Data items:
──────────
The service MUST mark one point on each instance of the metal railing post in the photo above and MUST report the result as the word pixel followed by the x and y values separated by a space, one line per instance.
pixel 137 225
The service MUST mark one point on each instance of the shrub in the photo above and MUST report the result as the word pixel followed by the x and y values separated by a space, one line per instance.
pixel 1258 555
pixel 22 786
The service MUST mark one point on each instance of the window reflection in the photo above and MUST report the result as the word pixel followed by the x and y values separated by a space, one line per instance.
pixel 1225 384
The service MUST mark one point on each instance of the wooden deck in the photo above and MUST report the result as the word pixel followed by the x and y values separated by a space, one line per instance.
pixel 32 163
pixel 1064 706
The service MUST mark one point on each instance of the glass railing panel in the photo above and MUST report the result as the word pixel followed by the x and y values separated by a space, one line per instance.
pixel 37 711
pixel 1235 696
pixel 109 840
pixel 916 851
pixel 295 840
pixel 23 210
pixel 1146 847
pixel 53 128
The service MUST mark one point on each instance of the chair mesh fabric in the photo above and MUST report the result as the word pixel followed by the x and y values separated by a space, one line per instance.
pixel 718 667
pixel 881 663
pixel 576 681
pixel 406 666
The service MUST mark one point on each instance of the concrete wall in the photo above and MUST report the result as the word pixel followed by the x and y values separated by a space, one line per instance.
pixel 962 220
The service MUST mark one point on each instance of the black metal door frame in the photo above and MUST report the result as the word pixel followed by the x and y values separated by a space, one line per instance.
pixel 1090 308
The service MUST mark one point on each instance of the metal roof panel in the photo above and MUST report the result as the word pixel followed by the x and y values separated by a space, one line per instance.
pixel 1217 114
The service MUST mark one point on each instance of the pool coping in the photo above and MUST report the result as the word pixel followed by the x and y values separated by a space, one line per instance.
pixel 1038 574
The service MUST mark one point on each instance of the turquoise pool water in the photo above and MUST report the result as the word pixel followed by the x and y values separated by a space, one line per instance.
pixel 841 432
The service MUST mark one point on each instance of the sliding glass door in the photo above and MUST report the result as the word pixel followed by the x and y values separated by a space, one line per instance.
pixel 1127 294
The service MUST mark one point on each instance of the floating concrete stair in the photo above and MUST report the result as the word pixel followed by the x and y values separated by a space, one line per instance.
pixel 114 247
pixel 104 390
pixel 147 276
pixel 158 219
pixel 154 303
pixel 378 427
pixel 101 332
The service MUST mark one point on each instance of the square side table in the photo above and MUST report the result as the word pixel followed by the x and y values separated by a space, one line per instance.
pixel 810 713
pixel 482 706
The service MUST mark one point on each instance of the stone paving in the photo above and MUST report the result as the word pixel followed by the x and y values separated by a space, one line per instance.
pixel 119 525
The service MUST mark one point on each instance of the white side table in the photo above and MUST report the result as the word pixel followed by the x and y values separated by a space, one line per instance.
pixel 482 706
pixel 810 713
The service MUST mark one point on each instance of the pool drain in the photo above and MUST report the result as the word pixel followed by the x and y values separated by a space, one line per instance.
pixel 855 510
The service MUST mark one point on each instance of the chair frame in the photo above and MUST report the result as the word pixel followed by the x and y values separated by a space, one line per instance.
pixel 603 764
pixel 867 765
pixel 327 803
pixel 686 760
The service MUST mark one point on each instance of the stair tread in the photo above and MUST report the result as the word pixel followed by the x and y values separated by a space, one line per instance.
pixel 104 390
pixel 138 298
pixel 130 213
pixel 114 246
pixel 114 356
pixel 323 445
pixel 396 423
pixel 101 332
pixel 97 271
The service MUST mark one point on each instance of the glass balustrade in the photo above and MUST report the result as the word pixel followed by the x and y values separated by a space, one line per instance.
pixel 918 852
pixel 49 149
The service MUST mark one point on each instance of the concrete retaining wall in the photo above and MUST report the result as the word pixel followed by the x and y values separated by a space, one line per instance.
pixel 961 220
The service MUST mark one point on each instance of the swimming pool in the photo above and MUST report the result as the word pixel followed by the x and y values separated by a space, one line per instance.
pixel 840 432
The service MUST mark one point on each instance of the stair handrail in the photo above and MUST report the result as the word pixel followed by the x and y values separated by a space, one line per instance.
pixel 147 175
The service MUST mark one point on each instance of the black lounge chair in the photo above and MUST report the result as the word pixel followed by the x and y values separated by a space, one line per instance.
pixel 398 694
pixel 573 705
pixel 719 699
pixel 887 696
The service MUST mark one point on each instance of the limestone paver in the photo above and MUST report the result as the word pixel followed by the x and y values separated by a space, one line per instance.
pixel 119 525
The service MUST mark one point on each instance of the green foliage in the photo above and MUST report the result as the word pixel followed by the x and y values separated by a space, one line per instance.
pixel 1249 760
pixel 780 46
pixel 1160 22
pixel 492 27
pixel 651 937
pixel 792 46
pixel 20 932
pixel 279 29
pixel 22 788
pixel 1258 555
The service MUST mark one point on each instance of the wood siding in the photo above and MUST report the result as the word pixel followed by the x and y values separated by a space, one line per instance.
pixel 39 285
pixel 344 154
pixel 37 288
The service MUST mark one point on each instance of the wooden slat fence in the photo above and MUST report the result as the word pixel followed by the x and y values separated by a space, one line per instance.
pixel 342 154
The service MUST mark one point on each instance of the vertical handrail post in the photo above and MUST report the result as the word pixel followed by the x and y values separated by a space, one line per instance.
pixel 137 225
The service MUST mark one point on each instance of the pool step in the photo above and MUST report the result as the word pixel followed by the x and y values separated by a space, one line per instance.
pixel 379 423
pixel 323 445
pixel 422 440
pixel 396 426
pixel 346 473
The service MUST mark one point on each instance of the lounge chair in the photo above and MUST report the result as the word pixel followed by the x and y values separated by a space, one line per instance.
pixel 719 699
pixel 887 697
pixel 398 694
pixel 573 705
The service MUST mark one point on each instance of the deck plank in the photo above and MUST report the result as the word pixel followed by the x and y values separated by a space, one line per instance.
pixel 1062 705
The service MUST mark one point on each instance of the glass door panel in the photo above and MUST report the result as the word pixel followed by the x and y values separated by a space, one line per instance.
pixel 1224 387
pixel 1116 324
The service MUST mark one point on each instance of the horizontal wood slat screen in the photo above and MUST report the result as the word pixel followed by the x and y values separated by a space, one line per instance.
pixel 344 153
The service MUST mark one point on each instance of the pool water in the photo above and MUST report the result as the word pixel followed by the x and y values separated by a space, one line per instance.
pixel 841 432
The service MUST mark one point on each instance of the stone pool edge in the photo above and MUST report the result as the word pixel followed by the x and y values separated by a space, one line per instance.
──────────
## Directions for this task
Extract every one of the data items above and reproduce each line character for character.

## Exercise answer
The service MUST mark one point on each instance of the metal railing post in the photo above and MUST report the result as the word pixel followed by the x and y values separated by a space, one line per instance.
pixel 137 225
The service MUST mark one point on each instance of the shrub in the photo above and MUST report the result as the word pixel followed by the x and y values separated by a space, one line per instance.
pixel 1258 555
pixel 22 786
The service MUST mark one point on each instance of the window reflection in the photo above and MUST report the result as the word pixel followed by the x and y values separated by a space, one line per instance.
pixel 1225 384
The service MUST mark one point on each instance of the wooden deck in the photo above and MUST report the result as the word pixel followed by the x and y values separated by a space, one line per instance.
pixel 32 163
pixel 1064 706
The service MUST mark one point on each instance of the glass railing panel in the photo above and MUST report the result as the word pixel followed by the x and y values separated by a space, one line per instance.
pixel 37 711
pixel 1235 696
pixel 109 840
pixel 916 851
pixel 295 840
pixel 23 210
pixel 1146 847
pixel 53 128
The service MUST mark one point on each instance of the chair mesh fabric in the photo above and MUST report the result as the word pixel followed by the x and y values separated by a space, one line per instance.
pixel 718 667
pixel 881 663
pixel 576 681
pixel 406 666
The service MUST mark one point on each instance of the concrete wall in the photo above and MUST report the result as the word pixel followed by the x and y values separated by a space, one line per instance.
pixel 962 220
The service MUST mark one point on each instance of the black metal door frame in the photo above and MUST report the result as the word pixel followed by the x and y values separated by a space, one line per instance.
pixel 1090 308
The service MUST mark one point on each instance of the metal roof panel in the photo above and MUST report the result as the word pixel followed by the x and y values separated by a space, one line per instance.
pixel 1217 114
The service MUST mark one point on each instance of the pool coping in the photo above and MUST report the result as the word pixel followed by the x and y values separated by a space, one line per instance.
pixel 1038 574
The service MUST mark one point on each instance of the turquoise pool water in the photo above and MUST report the result as the word pixel followed by the x and y values separated by a space, one line per instance.
pixel 841 432
The service MUST mark one point on each instance of the sliding glass door in the photo above and MUST report the result as the word pixel followed by the x and y values separated by a space, one line per instance.
pixel 1127 294
The service MUST mark one point on each instance of the floating concrete stair in the photo above and MUST report the result as the word pixel followed by the x and y values separated by a space, one line per instance.
pixel 114 247
pixel 104 390
pixel 147 276
pixel 158 219
pixel 154 303
pixel 378 427
pixel 101 332
The service MUST mark one point on each instance of the square side table in the photo above and MUST report the result as the word pixel followed by the x and y values separated by a space, one line per instance.
pixel 810 713
pixel 482 706
The service MUST mark one point on each instance of the stone paving in the photo above and MUST report the result as the word pixel followed by the x and y values separated by a space, one line per instance.
pixel 119 525
The service MUST mark one point on each instance of the white side table in the photo above and MUST report the result as the word pixel followed by the x and y values separated by a space, one line per instance.
pixel 482 706
pixel 810 713
The service MUST mark one point on each instance of the pool drain in the photo above and MUST report the result as the word pixel followed by the x and y values separated by a space, one line per instance.
pixel 855 510
The service MUST mark one point on each instance of the chair frame in the photo above and MUST report the result as the word pixel followed by the x and y values separated by a space, one line per instance.
pixel 603 764
pixel 867 765
pixel 327 803
pixel 686 760
The service MUST mark one point on each instance of the stair tread in the photo above and MUST report the result as the word pixel followed by the x and y values separated by a space, one line per instance.
pixel 104 390
pixel 138 298
pixel 130 213
pixel 114 246
pixel 114 356
pixel 323 445
pixel 396 423
pixel 101 332
pixel 97 271
The service MUST mark one point on each instance of the glass balustrade in the photo above and MUST report the result as the word pixel followed by the x and y values separated by a space, one line per instance.
pixel 918 852
pixel 49 149
The service MUST mark one point on each instance of the concrete retaining wall in the photo above and MUST report the result as the word pixel followed by the x and y values separated by a space, one line per instance.
pixel 961 220
The service MUST mark one point on each instance of the swimming pool in the photo above and MUST report the result as the word pixel followed by the x and y values separated by a space, one line per instance.
pixel 840 432
The service MUST mark one point on each instance of the stair handrail in the photo above and MUST report the result as the word pixel followed by the x and y values separated by a space, one line per instance.
pixel 147 175
The service MUST mark one point on each instance of the black lounge chair in the photo above and MUST report the result as the word pixel followed by the x and y values separated by a space, one line per instance.
pixel 398 694
pixel 573 705
pixel 719 699
pixel 887 696
The service MUST mark one point on each instance of the limestone paver in the photo above and MUST report the result as the word pixel followed by the x and y values separated by a space, one line per instance.
pixel 119 525
The service MUST mark one point on each instance of the green foliage in the photo above and MUST report the result as the word pixel followed by the x and y values separated by a space, one line per instance.
pixel 1249 760
pixel 780 46
pixel 1160 22
pixel 492 27
pixel 651 937
pixel 792 46
pixel 20 932
pixel 279 29
pixel 22 788
pixel 1258 555
The service MUST mark one point on each instance of the wood siding in the photo above and MUST report the result as the word pixel followed by the x and y values separated by a space, one line per instance.
pixel 39 285
pixel 344 154
pixel 37 288
The service MUST mark one point on each instance of the wooden slat fence in the photo above and MUST report the result as the word pixel followed by the x and y values separated by a space, one line per instance.
pixel 342 154
The service MUST mark one point on each instance of the vertical handrail post in the photo above and MUST report the result as the word pixel followed by the x and y values separated by a space, one line per instance.
pixel 137 225
The service MUST mark one point on each instance of the pool step in the photo above and MUST report the result as the word pixel followed by the x and y values separated by a space, one line per instance.
pixel 379 423
pixel 323 445
pixel 422 440
pixel 396 426
pixel 346 473
The service MUST mark one point on each instance of the lounge chair in the photo above and MUST report the result as the word pixel followed by the x and y values separated by a space, one line per instance.
pixel 719 699
pixel 887 697
pixel 398 694
pixel 573 705
The service MUST mark one point on each instance of the deck plank in the photo above and MUST report the result as the word pixel followed by the x and y values separated by a space, one line per instance.
pixel 1062 705
The service MUST mark one point on each instance of the glass door panel in the photo above and MUST report the result as the word pixel followed by the x and y values separated by a space, one line per instance.
pixel 1224 387
pixel 1116 324
The service MUST mark one point on each instance of the horizontal wood slat screen in the photo above and MUST report the result as the word pixel followed by the x and y values separated by a space, one line per instance.
pixel 344 153
The service MUST mark one point on each instance of the pool water in the photo above and MUST report the result as the word pixel followed by the x and y values separated by a space, one line per instance.
pixel 841 432
The service MUST mark one point on each instance of the stone pool edge in the photo above and MUST report the result as the word pixel followed by the x and y values separated by a space, one line per instance.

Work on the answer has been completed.